# [Task to complete]
Reproduce every one of the items below word for word, without changing or leaving out anything.

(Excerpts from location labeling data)

·····

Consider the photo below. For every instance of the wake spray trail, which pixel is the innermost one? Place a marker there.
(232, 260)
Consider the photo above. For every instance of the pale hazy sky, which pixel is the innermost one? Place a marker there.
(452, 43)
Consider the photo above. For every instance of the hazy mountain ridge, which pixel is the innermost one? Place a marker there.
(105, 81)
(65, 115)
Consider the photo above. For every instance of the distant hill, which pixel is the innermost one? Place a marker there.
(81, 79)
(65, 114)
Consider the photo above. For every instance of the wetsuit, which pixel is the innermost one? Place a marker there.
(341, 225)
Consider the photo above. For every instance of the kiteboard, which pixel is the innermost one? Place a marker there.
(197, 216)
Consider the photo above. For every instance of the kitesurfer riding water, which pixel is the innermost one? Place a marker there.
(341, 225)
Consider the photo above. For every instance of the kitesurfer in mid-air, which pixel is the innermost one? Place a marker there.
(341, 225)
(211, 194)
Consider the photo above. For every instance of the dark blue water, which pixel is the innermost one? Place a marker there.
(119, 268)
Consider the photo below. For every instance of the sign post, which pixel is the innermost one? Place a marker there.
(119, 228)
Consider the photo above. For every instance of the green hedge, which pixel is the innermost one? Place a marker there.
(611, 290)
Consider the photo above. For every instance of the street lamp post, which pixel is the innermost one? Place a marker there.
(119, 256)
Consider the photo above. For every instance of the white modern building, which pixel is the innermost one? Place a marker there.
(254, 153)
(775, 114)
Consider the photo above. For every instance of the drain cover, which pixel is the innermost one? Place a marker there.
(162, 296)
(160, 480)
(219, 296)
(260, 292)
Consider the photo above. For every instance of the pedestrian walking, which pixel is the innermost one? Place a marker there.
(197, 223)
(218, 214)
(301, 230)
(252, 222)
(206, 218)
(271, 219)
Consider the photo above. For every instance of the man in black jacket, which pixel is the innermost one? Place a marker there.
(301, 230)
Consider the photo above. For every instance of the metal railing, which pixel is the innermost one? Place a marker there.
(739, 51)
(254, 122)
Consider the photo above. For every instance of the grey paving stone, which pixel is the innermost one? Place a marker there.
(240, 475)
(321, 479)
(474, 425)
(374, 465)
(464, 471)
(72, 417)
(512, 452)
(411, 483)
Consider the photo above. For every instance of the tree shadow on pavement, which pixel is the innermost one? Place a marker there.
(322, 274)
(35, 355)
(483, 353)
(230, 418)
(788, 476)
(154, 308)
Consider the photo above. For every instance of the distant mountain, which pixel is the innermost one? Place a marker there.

·····

# [Solution below]
Consider the photo below. For every instance of the wake spray trail, which pixel is the innermost one? Place a marker there.
(232, 260)
Consider the photo above. For every instance of the pale hazy sky, which pixel is the innermost one? Place a marker there.
(452, 43)
Consider the photo above. For every instance of the hazy mountain ridge, which pixel is the innermost one? Place a marker there.
(105, 81)
(65, 115)
Consider the photo above. For every instance of the distant hill, which pixel is the innermost one? Place a marker there.
(81, 79)
(65, 114)
Consider the photo above. For every instance of the wetsuit, which pixel is the innermost one? Place a marker there.
(341, 225)
Consider the photo above. For every instance of the kiteboard, which pixel is the innermost one? Place a marker there.
(197, 216)
Consider the photo above. For every instance of the kitesurfer riding water, which pixel is the innermost one? Place a marker there.
(341, 225)
Consider the photo above. For every instance of the kitesurfer in mid-air, which pixel is the innermost one? Place a marker there.
(341, 225)
(211, 194)
Consider the photo above. For every instance of the dark blue water, which pixel is the innermost one? Place a marker there.
(119, 268)
Consider the photo below. For every instance of the sign post, which pixel is the innermost one? Place a marker there.
(119, 228)
Consider the photo above. For every instance of the green hedge, which pixel is the innermost one? Place a marker there.
(611, 290)
Consider the photo above. For every instance of the street lamp post, which pixel is the innermost one? Place a marker there.
(119, 256)
Consider the photo above. For every instance of the white modern building, which pixel is the innermost one? Place a marker there.
(254, 153)
(775, 114)
Consider the photo above. For every instance of the drain cover, which pixel is the innermost one? Place a marker there.
(162, 296)
(160, 480)
(219, 296)
(260, 292)
Consider the photo above. For every instance of the pedestrian walking, which pixel is the innermost one? Place a marker there.
(197, 223)
(218, 214)
(301, 230)
(252, 222)
(206, 218)
(271, 219)
Consider the photo above. For every instance of the man in black jacket, which pixel is the innermost one? Place a marker there.
(301, 230)
Consider the photo above. For every instance of the metal railing, which pixel is the innermost one? Place a marker there.
(739, 51)
(254, 122)
Consider the photo above. For every instance of the grey paving stone, which pixel is the innermost one? Place a marker there.
(240, 475)
(321, 479)
(474, 425)
(374, 465)
(464, 471)
(72, 417)
(512, 452)
(411, 483)
Consider the photo above. For every instance of the tree shadow on pavement, which pixel is the innermost one? Place a marker there.
(322, 274)
(35, 355)
(483, 353)
(230, 418)
(788, 476)
(154, 308)
Consider the photo above. For every instance of the distant mountain, which pixel is the innermost one? Place a marker there.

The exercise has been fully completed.